Please rename "officer's" to "guard's" throughout the lines below. Return them with nothing else changed.

(Stored dataset items)
—————

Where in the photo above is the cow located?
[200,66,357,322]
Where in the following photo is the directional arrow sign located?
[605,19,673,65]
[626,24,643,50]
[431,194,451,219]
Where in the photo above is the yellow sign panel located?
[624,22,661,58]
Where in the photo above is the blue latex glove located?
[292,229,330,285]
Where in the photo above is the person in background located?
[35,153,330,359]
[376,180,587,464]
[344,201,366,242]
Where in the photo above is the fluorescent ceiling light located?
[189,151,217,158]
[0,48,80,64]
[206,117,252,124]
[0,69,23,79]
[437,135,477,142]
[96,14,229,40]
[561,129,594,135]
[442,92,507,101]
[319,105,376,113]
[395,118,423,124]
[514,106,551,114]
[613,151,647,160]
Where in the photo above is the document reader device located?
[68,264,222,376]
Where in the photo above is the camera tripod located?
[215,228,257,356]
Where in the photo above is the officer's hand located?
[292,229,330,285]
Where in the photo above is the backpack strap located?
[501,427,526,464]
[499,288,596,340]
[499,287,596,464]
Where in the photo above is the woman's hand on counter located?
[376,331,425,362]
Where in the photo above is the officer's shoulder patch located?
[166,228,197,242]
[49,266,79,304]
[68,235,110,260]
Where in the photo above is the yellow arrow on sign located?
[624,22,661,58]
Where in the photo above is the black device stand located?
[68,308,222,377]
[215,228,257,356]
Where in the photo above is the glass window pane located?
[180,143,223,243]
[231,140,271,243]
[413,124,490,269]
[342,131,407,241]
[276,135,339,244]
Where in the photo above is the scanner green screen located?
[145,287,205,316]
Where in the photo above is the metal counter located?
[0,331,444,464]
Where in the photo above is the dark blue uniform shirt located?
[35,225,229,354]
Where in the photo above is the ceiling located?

—————

→ The answer
Where in the photo above is the cow located?
[200,66,357,322]
Where in the following photo is the directional arrow sign located?
[605,19,673,65]
[626,24,643,50]
[431,194,451,219]
Where in the photo above is the yellow sign panel located?
[624,22,661,58]
Where in the photo above is the blue latex glove located?
[292,229,330,285]
Where in the photo above is the person in background located?
[35,153,330,359]
[376,180,587,464]
[344,201,366,242]
Where in the photo above is the fluorescent ceiling light located?
[189,151,217,158]
[0,48,80,64]
[206,117,252,124]
[0,69,23,79]
[437,135,477,142]
[96,14,229,40]
[561,129,594,135]
[442,92,507,101]
[319,105,376,113]
[395,118,423,124]
[514,106,551,114]
[613,151,647,160]
Where in the photo above is the document reader device located?
[68,264,222,376]
Where in the photo above is the camera tripod located?
[215,228,257,356]
Where in the photo above is the guard's hand located?
[292,229,330,285]
Where in the photo above is the backpack strap located?
[501,427,526,464]
[499,288,596,340]
[499,287,596,464]
Where in the photo above is the woman's hand on counter located?
[376,331,425,362]
Where in the photo above is the guard's shoulder patch located?
[166,228,197,242]
[49,266,79,304]
[68,235,110,260]
Where in the photo above is the yellow arrow on sign located?
[624,22,661,58]
Where in the photo above is the black device stand located?
[68,308,222,377]
[215,228,257,356]
Where in the photo above is the glass window pane located?
[180,143,223,243]
[231,140,271,243]
[413,124,490,269]
[342,131,407,241]
[276,135,339,244]
Where in the photo above is the scanner green screen located?
[145,287,205,316]
Where in the photo above is the metal counter located?
[0,331,444,464]
Where in the photo above is the dark blue uniform shirt located?
[35,225,229,354]
Where in the photo above is the ceiling located?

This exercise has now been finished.